* _Document section_:

THE YELLOW WALLPAPER at The Coronet Theatre
★★★
“Thierrée’s skillset appears to be underused here, and her customary charisma is diluted”
Towards the end of the nineteenth century, the ‘rest cure’ was a popular and radical treatment for many mental disorders, particularly hysteria or depression. Later proven to have no benefit at all, it was almost exclusively imposed on women by male physicians. One such practitioner was Dr. Silas Weir Mitchell who treated the American writer, Charlotte Perkins Gilman, for post-natal depression, confining her to bed and banning any type of stimulus including reading, writing, painting or any social contact with the outside world. Yes – you guessed right – this just made matters worse. Fortunately, Gilman was one of the more forward-thinking feminists of the time and, after three months, defied the doctor’s orders, aware of how close she was to a complete mental breakdown. Her experience gave rise to the autobiographical novella “The Yellow Wallpaper”.
With echoes of Edgar Allan Poe, the book was categorised as a work of ‘horror fiction’ while also being hailed as a condemnation of male control in society at the time. The themes might sound dated, but in Stephanie Mohr’s staging at the Coronet Theatre, it strikes fresh chords in an age where ‘gaslighting’ is very much a buzz word. The atmosphere that filters through Gilman’s Gothic book is faithfully recreated. Instead of using the main doors to the auditorium, we are led through a dimly lit room, part nursery, part Hammer film set, the narrator’s disjointed voice leaking out of hidden speakers in the walls.

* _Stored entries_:
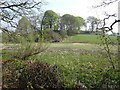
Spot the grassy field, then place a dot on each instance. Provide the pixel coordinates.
(84, 62)
(77, 62)
(87, 38)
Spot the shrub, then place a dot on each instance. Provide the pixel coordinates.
(30, 75)
(63, 33)
(40, 75)
(52, 36)
(10, 74)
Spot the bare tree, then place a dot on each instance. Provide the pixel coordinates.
(105, 29)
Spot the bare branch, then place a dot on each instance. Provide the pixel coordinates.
(105, 3)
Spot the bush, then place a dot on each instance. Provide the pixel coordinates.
(63, 33)
(30, 75)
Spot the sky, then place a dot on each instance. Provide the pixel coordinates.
(82, 8)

* _Directives_:
- A) According to the review, what condition did Dr. Silas Weir Mitchell treat Charlotte Perkins Gilman for?
- B) Reproduce the part of the review starting with "With echoes of" and going on through "in the walls.".

* _Answers for the tasks_:
- A) Post-natal depression.

- B)
With echoes of Edgar Allan Poe, the book was categorised as a work of ‘horror fiction’ while also being hailed as a condemnation of male control in society at the time. The themes might sound dated, but in Stephanie Mohr’s staging at the Coronet Theatre, it strikes fresh chords in an age where ‘gaslighting’ is very much a buzz word. The atmosphere that filters through Gilman’s Gothic book is faithfully recreated. Instead of using the main doors to the auditorium, we are led through a dimly lit room, part nursery, part Hammer film set, the narrator’s disjointed voice leaking out of hidden speakers in the walls.